[[ Exercise data open ]]
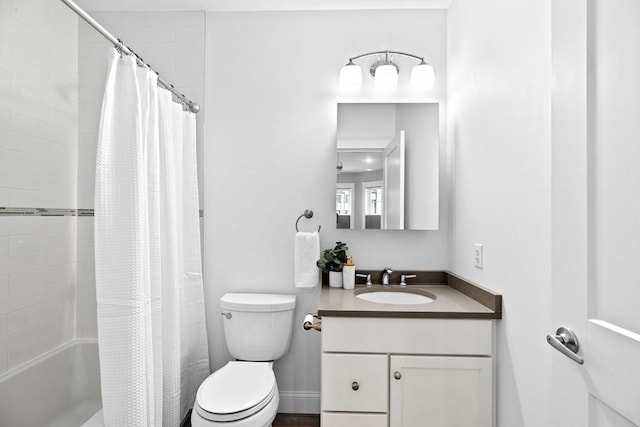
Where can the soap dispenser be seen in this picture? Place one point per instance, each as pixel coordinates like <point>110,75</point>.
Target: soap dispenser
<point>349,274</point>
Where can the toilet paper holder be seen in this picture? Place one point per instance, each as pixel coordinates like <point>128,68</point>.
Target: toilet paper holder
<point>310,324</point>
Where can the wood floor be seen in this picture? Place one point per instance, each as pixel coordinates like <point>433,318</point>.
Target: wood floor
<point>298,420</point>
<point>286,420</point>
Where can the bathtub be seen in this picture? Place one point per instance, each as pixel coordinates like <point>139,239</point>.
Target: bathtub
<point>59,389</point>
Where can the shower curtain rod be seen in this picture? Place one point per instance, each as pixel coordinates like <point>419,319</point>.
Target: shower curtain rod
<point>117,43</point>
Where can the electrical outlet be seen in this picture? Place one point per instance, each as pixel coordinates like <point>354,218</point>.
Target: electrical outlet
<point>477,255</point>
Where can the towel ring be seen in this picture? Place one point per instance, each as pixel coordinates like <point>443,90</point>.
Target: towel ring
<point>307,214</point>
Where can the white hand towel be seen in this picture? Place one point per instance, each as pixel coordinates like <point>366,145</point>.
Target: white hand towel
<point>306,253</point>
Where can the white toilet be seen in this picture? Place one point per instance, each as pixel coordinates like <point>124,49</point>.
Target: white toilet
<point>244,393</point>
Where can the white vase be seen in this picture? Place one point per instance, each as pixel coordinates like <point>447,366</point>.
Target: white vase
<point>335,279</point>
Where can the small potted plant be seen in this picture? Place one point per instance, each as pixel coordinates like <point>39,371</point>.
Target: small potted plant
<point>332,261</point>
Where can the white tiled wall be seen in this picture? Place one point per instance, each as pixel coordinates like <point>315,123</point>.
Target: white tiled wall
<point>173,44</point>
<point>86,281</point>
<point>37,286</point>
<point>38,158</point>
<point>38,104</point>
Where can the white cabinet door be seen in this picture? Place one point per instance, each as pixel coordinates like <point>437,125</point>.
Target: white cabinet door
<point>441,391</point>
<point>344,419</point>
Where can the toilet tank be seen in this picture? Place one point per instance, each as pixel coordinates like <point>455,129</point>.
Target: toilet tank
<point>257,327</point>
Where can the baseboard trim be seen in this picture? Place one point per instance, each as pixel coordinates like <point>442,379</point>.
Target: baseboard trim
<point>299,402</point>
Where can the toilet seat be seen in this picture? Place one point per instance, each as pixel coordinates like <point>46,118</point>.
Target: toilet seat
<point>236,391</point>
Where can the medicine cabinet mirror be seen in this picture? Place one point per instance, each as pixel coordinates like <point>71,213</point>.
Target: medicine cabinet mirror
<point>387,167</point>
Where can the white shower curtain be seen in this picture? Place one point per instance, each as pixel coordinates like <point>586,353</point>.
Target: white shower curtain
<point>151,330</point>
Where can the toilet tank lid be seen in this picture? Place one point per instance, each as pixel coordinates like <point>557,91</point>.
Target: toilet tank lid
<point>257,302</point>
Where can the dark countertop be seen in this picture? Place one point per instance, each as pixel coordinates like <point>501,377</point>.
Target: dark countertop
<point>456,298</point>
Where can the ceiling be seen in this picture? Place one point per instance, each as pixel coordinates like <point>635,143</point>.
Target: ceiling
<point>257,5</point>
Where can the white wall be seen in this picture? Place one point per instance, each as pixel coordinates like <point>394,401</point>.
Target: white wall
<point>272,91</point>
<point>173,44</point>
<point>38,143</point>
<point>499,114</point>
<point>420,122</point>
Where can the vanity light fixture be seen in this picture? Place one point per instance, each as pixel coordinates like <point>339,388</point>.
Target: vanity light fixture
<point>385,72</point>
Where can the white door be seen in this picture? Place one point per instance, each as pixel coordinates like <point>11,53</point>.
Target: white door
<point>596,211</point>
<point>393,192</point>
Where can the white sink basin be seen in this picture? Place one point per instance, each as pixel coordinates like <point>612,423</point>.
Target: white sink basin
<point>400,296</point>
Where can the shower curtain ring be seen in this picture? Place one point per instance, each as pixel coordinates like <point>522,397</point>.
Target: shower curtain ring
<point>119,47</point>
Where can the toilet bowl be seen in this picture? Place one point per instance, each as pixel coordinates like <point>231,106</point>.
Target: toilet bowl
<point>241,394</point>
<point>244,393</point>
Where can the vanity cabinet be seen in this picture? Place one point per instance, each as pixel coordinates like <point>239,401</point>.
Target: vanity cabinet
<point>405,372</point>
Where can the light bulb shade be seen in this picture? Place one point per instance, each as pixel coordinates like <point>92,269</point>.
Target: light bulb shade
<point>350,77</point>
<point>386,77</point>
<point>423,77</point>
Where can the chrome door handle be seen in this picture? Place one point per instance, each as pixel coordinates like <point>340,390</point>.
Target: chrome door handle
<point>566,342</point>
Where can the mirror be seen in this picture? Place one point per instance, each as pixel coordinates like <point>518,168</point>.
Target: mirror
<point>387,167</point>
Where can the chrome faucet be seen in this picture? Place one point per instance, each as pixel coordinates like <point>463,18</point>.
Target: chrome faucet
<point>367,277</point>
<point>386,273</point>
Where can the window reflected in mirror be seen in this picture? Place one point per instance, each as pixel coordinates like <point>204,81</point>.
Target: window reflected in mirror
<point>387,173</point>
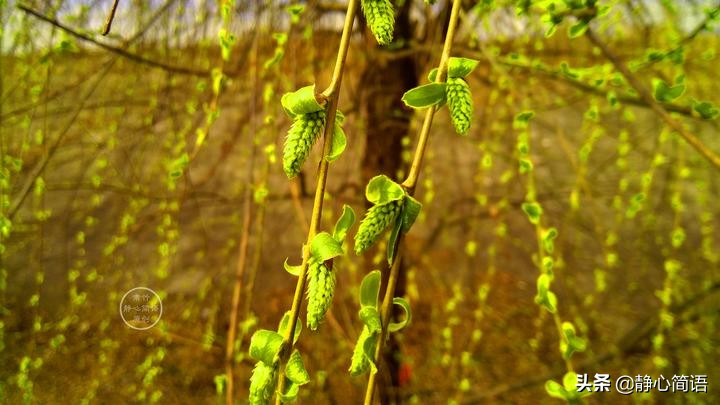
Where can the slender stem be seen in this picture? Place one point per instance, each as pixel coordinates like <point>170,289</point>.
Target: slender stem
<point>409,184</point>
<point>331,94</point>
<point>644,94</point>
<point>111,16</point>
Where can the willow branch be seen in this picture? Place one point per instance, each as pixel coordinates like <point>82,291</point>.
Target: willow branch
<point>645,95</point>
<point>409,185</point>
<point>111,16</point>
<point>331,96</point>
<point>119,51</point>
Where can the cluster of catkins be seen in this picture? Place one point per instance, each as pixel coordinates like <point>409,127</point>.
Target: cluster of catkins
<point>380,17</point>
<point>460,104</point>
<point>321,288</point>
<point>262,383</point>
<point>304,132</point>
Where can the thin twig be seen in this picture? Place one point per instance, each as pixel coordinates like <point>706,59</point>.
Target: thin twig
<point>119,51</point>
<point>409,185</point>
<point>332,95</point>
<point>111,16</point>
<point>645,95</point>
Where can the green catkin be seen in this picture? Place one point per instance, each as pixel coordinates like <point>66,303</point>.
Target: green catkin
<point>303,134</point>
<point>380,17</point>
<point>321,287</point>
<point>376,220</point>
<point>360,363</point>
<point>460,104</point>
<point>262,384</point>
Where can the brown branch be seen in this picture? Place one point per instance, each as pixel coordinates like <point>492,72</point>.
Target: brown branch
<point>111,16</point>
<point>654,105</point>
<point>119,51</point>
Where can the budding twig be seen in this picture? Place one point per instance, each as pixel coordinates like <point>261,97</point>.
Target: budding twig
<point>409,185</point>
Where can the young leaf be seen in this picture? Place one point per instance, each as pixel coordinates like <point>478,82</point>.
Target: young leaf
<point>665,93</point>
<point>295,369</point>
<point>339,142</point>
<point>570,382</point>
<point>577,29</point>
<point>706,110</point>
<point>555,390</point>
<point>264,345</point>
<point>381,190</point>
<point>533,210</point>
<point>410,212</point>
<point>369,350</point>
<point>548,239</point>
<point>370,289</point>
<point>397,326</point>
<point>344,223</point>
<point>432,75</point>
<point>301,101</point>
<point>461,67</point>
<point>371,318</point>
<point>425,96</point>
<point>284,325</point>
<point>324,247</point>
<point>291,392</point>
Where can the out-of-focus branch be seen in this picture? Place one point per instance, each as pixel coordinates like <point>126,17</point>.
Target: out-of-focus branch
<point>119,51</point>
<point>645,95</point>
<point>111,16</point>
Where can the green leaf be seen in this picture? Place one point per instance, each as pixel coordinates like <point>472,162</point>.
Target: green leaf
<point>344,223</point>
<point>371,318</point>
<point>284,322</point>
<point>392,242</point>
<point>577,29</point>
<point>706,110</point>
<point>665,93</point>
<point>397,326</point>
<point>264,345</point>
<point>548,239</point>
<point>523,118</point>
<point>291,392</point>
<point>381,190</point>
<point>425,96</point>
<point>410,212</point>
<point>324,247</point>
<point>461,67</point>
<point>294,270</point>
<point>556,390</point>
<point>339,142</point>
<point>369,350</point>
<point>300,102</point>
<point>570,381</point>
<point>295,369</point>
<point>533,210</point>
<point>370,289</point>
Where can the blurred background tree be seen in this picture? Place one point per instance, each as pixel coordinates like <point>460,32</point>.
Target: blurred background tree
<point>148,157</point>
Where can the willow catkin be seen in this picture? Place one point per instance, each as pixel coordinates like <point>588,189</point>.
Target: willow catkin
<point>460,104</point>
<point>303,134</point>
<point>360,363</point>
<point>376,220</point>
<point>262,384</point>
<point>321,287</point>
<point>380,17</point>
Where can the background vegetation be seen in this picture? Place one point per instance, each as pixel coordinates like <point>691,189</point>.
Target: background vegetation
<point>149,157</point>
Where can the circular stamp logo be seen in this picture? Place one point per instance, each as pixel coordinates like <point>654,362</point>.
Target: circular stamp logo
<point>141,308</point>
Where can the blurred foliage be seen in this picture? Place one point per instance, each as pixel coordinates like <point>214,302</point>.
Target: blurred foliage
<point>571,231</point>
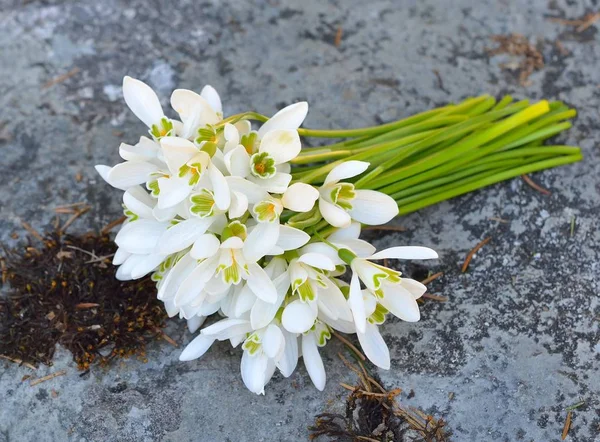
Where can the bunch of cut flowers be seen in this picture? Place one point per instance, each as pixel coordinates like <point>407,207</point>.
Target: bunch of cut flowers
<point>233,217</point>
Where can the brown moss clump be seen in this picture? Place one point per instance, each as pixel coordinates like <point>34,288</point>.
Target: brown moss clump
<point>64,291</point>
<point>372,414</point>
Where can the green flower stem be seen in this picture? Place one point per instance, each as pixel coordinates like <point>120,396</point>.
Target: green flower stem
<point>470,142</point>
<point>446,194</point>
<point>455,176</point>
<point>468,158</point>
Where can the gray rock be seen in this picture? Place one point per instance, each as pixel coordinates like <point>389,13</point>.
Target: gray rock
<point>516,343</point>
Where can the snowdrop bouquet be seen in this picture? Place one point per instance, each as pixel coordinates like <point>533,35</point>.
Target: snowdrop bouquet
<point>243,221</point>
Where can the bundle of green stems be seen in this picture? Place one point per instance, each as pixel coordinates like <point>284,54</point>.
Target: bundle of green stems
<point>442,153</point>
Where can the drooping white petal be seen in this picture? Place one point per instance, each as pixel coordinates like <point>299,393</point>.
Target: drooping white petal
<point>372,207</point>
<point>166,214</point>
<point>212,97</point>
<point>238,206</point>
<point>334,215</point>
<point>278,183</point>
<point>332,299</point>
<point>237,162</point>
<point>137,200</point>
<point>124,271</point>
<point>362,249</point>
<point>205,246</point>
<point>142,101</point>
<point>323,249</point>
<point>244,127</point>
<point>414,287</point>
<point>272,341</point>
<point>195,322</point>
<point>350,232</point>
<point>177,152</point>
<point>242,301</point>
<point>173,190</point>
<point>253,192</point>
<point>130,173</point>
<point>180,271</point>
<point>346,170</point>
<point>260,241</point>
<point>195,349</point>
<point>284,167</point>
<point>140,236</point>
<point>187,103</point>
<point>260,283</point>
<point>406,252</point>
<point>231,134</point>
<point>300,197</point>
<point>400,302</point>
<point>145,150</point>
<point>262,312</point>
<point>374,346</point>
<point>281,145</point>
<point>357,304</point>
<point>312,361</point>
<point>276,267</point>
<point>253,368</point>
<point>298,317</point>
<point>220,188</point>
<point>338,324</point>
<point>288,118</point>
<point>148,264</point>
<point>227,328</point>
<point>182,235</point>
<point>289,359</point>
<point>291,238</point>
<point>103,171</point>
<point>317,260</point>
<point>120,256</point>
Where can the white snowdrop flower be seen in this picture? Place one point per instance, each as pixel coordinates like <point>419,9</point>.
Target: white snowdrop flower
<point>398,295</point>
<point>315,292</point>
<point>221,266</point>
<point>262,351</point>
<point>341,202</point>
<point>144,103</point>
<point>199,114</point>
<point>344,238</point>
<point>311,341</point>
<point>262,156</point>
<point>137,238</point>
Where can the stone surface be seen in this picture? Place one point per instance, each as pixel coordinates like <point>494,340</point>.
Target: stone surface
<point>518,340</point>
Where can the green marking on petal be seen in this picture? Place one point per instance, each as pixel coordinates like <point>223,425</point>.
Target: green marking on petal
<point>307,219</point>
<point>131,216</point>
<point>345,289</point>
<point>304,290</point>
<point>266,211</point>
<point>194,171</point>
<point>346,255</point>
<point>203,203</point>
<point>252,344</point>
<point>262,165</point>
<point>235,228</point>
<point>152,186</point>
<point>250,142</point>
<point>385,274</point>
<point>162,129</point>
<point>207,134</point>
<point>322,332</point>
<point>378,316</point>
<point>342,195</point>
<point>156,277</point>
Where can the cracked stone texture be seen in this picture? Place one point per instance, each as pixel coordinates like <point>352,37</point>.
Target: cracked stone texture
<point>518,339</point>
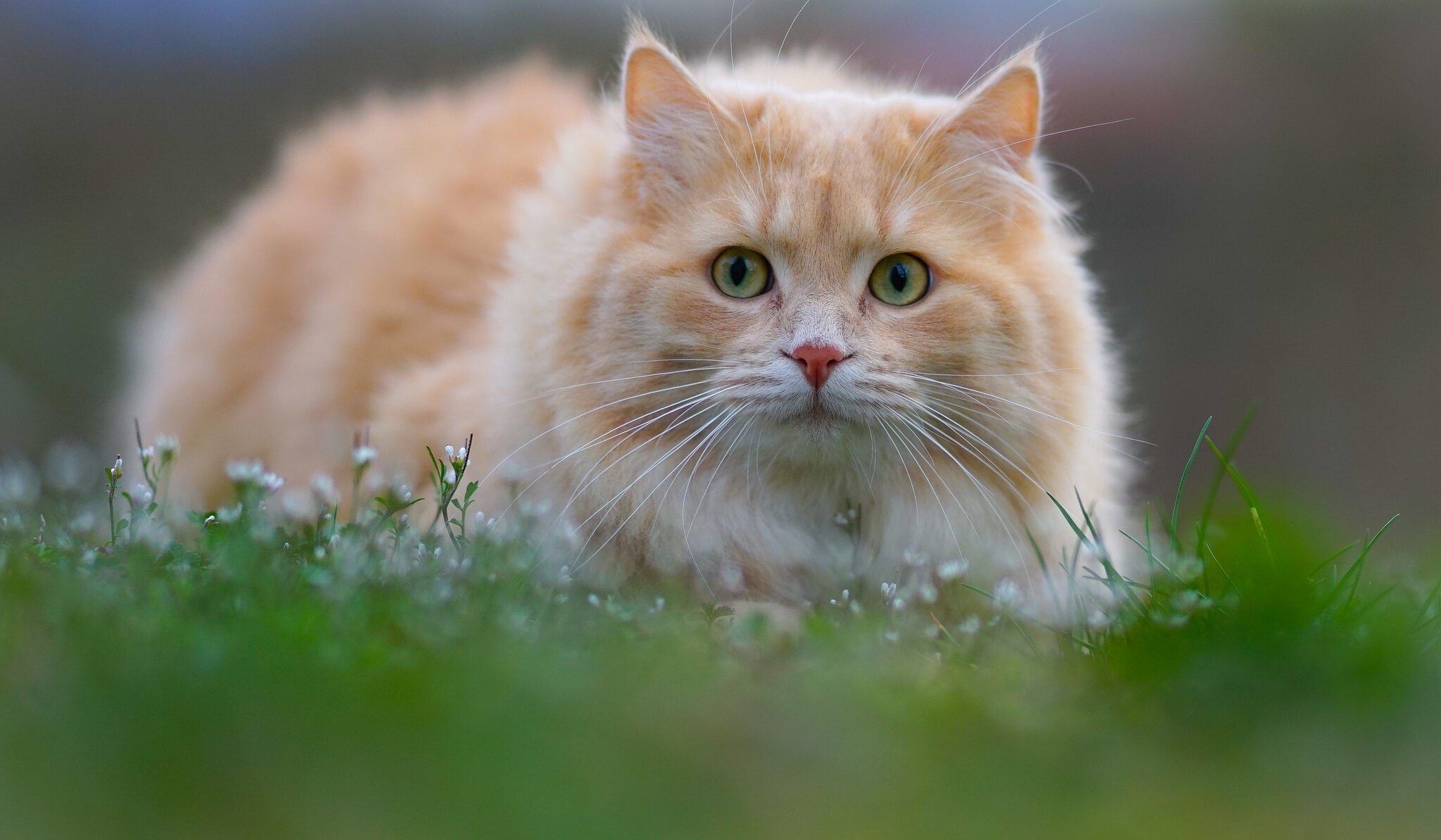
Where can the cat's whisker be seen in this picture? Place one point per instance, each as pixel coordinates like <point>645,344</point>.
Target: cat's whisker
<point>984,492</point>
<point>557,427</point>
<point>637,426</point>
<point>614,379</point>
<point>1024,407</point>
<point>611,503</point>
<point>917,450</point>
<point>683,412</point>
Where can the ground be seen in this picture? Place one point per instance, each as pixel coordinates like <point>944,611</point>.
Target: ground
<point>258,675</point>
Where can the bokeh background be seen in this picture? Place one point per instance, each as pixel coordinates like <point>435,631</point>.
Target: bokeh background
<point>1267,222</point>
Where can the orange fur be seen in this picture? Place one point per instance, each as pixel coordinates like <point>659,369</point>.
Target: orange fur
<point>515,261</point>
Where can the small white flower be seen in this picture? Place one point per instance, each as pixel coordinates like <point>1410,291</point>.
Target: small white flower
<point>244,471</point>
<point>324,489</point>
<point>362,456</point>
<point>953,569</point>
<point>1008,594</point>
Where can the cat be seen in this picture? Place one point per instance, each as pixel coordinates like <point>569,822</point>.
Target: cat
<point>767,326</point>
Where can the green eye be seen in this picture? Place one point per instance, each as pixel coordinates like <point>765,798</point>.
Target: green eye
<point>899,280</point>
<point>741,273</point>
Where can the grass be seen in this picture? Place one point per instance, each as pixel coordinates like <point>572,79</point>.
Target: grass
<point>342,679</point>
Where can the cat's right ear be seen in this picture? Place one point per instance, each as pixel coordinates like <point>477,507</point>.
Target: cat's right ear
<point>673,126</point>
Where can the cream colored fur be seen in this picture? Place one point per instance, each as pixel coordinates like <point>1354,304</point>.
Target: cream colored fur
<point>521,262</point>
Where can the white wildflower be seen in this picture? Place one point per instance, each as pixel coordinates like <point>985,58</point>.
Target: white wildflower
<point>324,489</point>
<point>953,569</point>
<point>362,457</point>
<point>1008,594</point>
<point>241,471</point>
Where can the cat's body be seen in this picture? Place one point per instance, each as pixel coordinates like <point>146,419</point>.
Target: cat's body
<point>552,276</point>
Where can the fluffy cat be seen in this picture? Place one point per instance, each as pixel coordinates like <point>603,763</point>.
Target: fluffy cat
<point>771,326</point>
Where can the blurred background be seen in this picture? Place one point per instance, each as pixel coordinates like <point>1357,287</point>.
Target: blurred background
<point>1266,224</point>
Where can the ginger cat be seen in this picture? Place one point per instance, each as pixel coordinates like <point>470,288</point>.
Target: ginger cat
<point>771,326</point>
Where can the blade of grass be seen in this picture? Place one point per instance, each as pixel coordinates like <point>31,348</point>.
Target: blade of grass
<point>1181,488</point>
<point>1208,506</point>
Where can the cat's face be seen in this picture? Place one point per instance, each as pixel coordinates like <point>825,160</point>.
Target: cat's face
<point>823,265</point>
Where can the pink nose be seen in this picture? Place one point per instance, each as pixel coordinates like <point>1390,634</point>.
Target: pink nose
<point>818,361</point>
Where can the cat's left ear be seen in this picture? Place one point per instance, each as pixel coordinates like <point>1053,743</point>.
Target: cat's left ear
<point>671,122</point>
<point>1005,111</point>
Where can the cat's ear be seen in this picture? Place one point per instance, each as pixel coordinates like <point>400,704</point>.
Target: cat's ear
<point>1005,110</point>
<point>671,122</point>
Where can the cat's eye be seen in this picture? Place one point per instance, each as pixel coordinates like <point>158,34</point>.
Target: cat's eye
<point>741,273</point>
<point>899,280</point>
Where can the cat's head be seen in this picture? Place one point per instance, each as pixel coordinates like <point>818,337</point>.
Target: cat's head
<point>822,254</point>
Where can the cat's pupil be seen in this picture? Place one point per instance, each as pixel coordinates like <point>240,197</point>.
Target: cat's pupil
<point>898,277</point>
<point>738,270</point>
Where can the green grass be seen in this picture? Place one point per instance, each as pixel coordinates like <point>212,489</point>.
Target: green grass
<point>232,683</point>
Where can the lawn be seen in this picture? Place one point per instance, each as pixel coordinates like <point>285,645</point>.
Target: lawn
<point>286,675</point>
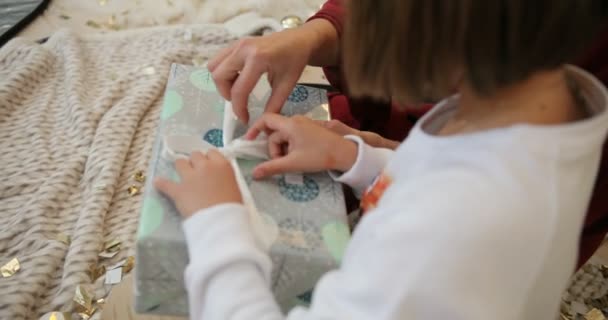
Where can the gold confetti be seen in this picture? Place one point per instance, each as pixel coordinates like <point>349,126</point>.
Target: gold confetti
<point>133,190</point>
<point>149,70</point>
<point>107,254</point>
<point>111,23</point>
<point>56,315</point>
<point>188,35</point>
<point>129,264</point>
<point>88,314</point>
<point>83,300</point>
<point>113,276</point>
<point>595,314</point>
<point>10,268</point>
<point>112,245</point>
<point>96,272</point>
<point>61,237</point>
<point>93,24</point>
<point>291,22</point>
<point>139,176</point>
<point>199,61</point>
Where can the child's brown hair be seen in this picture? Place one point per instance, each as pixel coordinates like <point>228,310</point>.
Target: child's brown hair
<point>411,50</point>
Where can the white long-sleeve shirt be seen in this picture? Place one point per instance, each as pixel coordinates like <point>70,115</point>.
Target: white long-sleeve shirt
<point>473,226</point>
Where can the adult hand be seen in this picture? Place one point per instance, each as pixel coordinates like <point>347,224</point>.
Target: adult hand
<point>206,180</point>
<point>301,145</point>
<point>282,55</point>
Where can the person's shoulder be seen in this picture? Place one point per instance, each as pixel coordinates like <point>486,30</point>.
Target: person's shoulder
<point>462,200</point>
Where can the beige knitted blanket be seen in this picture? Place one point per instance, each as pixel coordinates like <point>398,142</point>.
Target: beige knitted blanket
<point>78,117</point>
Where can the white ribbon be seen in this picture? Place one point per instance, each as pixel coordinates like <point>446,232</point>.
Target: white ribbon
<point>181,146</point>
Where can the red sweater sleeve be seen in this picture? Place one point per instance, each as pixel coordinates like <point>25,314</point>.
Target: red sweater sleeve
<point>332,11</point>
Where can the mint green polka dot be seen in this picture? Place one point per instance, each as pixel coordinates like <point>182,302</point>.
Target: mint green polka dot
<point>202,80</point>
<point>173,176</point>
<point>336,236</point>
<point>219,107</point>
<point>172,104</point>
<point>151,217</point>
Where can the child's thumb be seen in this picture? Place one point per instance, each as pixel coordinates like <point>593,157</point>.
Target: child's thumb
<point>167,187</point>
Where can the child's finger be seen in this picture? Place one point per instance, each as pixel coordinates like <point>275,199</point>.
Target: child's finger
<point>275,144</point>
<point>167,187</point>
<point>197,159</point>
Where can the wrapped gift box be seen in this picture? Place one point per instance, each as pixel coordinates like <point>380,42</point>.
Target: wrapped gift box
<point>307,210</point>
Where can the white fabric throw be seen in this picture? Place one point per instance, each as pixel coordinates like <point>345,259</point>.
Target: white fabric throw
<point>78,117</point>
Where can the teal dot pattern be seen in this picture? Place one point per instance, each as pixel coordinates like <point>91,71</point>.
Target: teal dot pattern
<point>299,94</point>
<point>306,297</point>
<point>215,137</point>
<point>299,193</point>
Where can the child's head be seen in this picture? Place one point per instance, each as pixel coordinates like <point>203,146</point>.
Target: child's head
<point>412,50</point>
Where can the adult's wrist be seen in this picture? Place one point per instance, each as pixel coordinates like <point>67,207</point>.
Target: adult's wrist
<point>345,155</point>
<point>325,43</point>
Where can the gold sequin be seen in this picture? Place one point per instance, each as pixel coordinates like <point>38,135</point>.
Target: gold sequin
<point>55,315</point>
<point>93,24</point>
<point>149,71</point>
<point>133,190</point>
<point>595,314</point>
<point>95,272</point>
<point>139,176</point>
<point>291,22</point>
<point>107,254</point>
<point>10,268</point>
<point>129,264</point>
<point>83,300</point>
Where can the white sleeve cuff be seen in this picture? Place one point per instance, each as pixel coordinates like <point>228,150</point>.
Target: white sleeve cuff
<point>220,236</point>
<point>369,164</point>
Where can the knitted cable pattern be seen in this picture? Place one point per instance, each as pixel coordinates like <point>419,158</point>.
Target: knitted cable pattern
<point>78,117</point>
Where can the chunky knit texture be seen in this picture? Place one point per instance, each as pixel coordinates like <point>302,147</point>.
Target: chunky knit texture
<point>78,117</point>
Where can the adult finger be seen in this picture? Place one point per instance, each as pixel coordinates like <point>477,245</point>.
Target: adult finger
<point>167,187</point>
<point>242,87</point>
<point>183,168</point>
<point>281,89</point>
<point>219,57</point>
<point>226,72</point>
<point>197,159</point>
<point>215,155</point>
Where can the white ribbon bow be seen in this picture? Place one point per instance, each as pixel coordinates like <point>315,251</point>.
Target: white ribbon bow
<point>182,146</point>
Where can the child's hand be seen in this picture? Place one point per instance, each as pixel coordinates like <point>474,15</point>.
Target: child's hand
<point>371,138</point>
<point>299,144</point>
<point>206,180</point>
[[ Exercise data closed ]]
Work task -> Please give again the lines above between the line holding "Target: white wildflower" and the line holding "Where can the cat's face", inclusive, exactly as they are and with nothing added.

Response area ->
Target: white wildflower
<point>324,489</point>
<point>953,569</point>
<point>362,457</point>
<point>1008,594</point>
<point>241,471</point>
Where can the cat's body be seen in this picture? Place one point per instance, each as pixel coordinates like <point>146,419</point>.
Target: cat's body
<point>552,276</point>
Where can the fluffy cat be seen in this picture? Place one point per instance, each as pixel coordinates like <point>603,763</point>.
Target: fluffy cat
<point>771,326</point>
Where can the blurred background be seen in this picture? Place one point per instance, each as pixel coordinates like <point>1357,287</point>.
Target: blurred background
<point>1266,224</point>
Where can the ginger cat be seen in this picture? Place one point per instance, each as pixel coordinates like <point>470,288</point>.
Target: ginger cat
<point>771,326</point>
Where can the blade of grass be seen in this picture? Place one point per instance, each as pixel coordinates like <point>31,348</point>.
Target: blade of grass
<point>1181,488</point>
<point>1208,506</point>
Where can the cat's face be seen in this picture? Place one point per instance, each as pixel coordinates like <point>825,160</point>.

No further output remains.